## Polecenie 1
We wpisach między wierszem zawierającym „task: provide the mask of each instance of the **concrete” a wierszem zawierającym „[[[42,117],[15,117],[15,131],[41,131],[43,124]]]”, włącznie, zamień „white downspout” na „white drainpipe”. Przepisz te wiersze, a resztę zostaw bez zmian.

## Udostępniony fragment
------------------------------------------------

1/35 M18 Hellcat U.S. Tank Destroyer
Tamiya – 35376
M18 Hellcat to, zaryzykuję takie stwierdzenie, jeden z najbardziej charakterystycznych amerykańskich niszczycieli czołgów z czasów II wojny światowej. A może nawet – niszczycieli czołgów tego okresu ogółem. Mimo to pojazd ten nie miał do tej pory szczęścia, jeśli chodzi o modele w 1/35 – produkty zarówno AFV Club jak i Academy miały swoje bardziej lub mniej poważne mankamenty. Biednie było także pod kątem ewentualnych dodatków – jeśli nawet jakieś były, to często od dawna niedostępne w sprzedaży. Sam przekonałem się o tym budując prawie 3 lata temu miniaturę tego wozu.
Wreszcie jednak ktoś się ulitował i oto jest następca modeli sprzed niemal ćwierć wieku. Na scenę wkroczyła Tamiya i zaoferowała dokładnie to, czego bym się po tej firmie spodziewał. A nawet nieco więcej. Ale obejrzyjmy wszystko od początku i powoli – wypraska po wyprasce.
Typowe tamijowe pudełko, nie za duże, ze zgrabnym boxartem przedstawiającym pojazd w jednym z pudełkowych malowań i żołnierzyka – o ile zgrabna może być sylwetka Hellcata na bielutkim tle – no ale przez lata do tego nas właśnie Tamka przyzwyczaiła.
Na boku mamy rzuty drugiego(i ostatniego zarazem) malowania dostępnego na kalkomanii.
Ciekawiej robi się po zajrzeniu do środka – mamy tam sześć ramek z częściami modelu, w standardowym dla japońskiego producenta zielonym plastiku, ramkę z M2 Browning w tym samym kolorze, oraz ramkę przezroczystą. Do tego kalkomania, dwa poly caps i sznurek, nieudolnie naśladujący linę holowniczą.

------------------------------------------------

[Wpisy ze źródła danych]
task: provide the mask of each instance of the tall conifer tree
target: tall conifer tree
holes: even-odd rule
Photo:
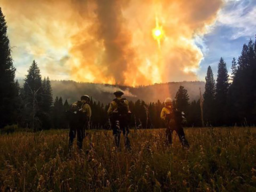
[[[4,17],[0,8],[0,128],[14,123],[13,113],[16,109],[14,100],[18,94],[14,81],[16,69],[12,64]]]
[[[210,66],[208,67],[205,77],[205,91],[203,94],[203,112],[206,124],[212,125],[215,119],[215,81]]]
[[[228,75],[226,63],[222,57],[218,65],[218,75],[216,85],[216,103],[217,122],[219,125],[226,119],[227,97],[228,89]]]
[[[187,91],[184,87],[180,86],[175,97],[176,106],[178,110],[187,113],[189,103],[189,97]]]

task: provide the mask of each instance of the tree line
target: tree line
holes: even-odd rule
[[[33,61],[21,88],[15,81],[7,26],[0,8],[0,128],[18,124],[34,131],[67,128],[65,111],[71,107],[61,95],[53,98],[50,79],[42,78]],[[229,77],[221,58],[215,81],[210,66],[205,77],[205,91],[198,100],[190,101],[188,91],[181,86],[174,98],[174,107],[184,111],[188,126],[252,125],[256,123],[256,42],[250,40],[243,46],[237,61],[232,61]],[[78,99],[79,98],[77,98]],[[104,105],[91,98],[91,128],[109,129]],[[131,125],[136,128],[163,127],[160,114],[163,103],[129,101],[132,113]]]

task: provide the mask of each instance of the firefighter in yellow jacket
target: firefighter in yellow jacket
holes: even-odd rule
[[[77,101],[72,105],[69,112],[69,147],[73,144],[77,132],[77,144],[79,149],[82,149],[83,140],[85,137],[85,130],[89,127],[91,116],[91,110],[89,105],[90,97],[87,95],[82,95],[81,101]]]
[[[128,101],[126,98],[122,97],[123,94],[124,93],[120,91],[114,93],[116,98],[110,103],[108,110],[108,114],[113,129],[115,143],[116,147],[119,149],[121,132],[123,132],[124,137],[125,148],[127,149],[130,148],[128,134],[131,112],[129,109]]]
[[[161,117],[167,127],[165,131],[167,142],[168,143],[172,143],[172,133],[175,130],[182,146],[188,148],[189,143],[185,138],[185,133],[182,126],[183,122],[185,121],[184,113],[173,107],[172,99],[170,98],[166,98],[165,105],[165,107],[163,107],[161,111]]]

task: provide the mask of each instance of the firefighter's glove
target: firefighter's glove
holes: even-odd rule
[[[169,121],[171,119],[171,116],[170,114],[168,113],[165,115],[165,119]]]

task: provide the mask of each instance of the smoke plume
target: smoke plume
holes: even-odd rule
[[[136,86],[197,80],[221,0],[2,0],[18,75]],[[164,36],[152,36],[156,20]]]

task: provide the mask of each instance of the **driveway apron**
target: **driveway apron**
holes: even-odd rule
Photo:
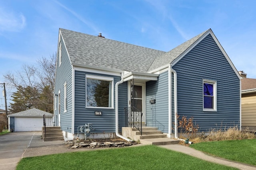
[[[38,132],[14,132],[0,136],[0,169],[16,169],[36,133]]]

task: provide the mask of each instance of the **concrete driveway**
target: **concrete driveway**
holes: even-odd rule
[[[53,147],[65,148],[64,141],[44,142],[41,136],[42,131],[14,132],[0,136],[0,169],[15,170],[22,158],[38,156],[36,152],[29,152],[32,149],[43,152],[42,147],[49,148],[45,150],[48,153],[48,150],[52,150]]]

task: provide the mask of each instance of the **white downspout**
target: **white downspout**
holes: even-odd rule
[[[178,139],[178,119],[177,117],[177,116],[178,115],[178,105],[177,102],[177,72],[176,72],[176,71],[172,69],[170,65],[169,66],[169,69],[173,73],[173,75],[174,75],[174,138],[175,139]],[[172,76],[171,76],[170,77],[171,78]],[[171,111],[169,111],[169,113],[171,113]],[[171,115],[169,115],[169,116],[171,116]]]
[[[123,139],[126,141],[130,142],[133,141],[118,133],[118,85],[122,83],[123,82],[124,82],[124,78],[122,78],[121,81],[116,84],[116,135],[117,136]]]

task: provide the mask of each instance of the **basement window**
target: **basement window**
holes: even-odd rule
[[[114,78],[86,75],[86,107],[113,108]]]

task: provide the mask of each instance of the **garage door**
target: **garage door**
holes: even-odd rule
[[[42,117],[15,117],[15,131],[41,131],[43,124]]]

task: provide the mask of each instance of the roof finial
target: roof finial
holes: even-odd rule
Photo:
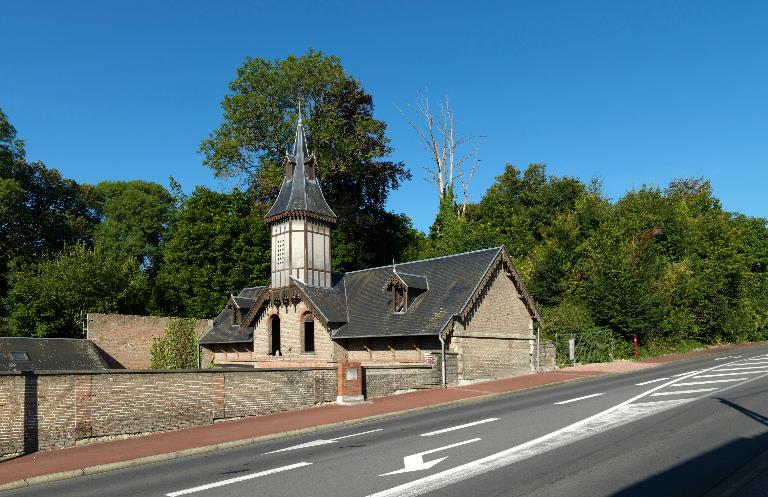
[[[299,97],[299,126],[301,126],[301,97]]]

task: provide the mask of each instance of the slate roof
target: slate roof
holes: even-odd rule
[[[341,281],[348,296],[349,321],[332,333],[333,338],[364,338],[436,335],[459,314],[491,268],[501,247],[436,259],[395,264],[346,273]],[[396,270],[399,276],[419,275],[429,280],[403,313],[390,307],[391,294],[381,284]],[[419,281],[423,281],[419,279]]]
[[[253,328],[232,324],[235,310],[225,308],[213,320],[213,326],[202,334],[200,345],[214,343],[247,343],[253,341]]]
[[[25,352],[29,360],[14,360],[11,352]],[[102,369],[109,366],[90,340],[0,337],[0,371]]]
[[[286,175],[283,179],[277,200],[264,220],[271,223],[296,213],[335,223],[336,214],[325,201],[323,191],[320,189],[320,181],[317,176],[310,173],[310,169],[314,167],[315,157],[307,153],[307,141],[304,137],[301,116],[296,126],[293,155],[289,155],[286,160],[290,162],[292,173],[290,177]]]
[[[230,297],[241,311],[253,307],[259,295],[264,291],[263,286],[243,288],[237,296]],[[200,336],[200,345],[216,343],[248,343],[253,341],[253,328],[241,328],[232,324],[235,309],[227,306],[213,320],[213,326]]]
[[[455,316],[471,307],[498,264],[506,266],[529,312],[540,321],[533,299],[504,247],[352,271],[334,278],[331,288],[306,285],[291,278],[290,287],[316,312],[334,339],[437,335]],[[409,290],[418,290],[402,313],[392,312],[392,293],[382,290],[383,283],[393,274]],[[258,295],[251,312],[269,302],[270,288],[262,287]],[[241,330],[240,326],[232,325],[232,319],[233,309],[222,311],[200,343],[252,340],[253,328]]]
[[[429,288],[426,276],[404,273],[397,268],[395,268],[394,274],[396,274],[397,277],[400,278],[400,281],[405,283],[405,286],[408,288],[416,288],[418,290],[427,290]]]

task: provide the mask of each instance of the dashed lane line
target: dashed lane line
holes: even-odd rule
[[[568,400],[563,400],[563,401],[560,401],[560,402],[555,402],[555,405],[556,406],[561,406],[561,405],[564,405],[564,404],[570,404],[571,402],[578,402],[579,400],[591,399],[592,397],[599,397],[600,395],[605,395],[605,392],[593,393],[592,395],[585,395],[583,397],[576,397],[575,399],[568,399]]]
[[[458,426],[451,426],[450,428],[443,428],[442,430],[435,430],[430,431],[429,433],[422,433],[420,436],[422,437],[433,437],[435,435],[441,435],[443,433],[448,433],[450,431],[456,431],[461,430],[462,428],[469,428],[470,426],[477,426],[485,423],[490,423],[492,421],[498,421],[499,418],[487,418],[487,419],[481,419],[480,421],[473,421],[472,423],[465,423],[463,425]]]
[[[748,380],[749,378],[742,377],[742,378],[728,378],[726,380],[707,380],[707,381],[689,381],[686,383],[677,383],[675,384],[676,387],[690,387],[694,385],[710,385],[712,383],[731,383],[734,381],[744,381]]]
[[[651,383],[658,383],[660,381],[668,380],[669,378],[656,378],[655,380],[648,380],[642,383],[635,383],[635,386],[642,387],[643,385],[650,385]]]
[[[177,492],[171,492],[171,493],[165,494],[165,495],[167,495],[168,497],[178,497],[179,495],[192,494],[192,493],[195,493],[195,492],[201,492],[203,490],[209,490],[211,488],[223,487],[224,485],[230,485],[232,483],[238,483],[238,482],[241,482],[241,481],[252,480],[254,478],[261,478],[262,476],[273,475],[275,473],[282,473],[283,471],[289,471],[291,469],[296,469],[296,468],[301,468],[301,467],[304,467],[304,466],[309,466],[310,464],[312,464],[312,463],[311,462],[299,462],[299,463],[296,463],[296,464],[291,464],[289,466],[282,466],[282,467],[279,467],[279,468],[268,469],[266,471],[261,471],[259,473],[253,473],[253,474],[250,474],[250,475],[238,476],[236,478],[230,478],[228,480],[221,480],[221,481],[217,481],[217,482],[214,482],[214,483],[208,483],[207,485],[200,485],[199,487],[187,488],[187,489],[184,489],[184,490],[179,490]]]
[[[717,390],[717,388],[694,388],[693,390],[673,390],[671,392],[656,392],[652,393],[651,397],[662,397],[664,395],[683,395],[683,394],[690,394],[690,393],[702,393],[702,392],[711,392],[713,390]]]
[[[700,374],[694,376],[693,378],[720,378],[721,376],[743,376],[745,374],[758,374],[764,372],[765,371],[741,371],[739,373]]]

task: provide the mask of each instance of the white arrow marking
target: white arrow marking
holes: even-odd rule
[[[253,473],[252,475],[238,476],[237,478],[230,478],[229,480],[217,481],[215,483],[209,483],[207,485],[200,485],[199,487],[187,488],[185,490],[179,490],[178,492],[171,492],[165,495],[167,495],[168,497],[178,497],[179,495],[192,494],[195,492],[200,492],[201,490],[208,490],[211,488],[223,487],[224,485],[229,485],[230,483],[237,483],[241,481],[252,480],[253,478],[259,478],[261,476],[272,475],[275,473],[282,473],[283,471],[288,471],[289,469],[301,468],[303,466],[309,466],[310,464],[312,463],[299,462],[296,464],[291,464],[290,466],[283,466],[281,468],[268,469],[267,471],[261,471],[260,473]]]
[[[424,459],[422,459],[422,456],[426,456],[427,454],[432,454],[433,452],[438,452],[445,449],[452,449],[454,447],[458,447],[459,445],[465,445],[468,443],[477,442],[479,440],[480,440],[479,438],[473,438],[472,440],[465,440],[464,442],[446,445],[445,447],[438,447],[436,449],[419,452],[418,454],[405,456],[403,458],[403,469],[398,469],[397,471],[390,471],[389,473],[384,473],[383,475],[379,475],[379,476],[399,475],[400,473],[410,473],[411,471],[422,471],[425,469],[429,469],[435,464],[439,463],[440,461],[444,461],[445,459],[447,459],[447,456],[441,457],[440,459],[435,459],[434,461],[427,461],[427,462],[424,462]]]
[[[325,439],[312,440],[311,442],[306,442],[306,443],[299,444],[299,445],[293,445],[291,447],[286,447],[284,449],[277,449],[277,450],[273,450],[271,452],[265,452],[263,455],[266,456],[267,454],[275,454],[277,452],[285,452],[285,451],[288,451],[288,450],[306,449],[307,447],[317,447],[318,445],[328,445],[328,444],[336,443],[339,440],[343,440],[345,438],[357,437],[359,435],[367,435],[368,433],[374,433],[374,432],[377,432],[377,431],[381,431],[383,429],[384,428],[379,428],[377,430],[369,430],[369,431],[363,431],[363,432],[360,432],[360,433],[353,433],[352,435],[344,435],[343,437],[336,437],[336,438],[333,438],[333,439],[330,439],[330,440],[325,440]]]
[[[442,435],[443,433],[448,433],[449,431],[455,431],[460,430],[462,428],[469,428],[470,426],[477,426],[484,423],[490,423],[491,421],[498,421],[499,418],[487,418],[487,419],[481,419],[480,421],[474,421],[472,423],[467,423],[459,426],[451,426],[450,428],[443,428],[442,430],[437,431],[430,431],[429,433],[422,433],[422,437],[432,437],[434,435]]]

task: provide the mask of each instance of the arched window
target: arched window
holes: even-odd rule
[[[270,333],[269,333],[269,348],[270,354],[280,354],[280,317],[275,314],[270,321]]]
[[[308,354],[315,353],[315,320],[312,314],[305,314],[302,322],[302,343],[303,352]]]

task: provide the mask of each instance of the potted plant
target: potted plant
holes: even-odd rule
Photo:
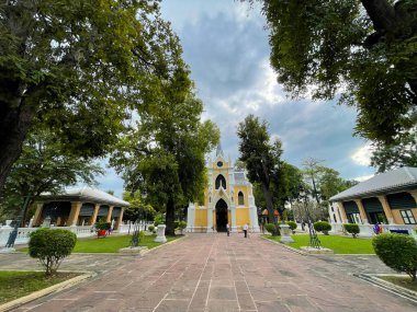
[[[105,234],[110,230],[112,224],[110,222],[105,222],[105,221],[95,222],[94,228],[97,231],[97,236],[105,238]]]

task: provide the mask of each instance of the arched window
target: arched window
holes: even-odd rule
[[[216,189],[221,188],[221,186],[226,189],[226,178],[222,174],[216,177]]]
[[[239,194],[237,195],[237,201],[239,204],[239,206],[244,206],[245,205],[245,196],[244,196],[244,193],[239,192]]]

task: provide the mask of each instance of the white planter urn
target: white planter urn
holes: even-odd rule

------------------------------------------------

## Polecenie 2
Odpowiedz krótko na pytania do recenzji modelu M18 Hellcat:
(a) Które firmy wcześniej wydały modele tego pojazdu w skali 1/35?
(b) Ile ramek z częściami modelu w zielonym plastiku jest w pudełku?
(c) Co ma naśladować dołączony sznurek?

## Pełna odpowiedź 1
task: provide the mask of each instance of the **concrete driveway**
target: **concrete driveway**
holes: even-odd rule
[[[53,147],[65,148],[64,141],[44,142],[41,136],[42,131],[14,132],[0,136],[0,169],[15,170],[22,158],[38,156],[36,152],[29,152],[32,149],[43,152],[42,147],[49,148],[45,150],[48,153],[48,150],[52,150]]]

task: provide the mask of each instance of the **white drainpipe**
target: **white drainpipe**
holes: even-odd rule
[[[178,139],[178,119],[177,117],[177,116],[178,115],[178,105],[177,102],[177,72],[176,72],[176,71],[172,69],[170,65],[169,66],[169,69],[173,73],[173,75],[174,75],[174,138],[175,139]],[[172,76],[171,76],[170,77],[171,78]],[[171,111],[169,111],[169,113],[171,113]],[[171,115],[169,115],[169,116],[171,116]]]
[[[123,139],[126,141],[130,142],[133,141],[118,133],[118,85],[122,83],[123,82],[124,82],[124,78],[122,78],[121,81],[116,84],[116,135],[117,136]]]

task: provide the mask of each instance of the **basement window**
target: **basement window**
holes: even-odd rule
[[[114,78],[86,75],[86,107],[113,108]]]

task: provide the mask of each instance of the **garage door**
target: **garage door**
holes: even-odd rule
[[[42,117],[15,117],[15,131],[41,131],[43,124]]]

## Pełna odpowiedź 2
(a) AFV Club i Academy.
(b) Sześć.
(c) Linę holowniczą.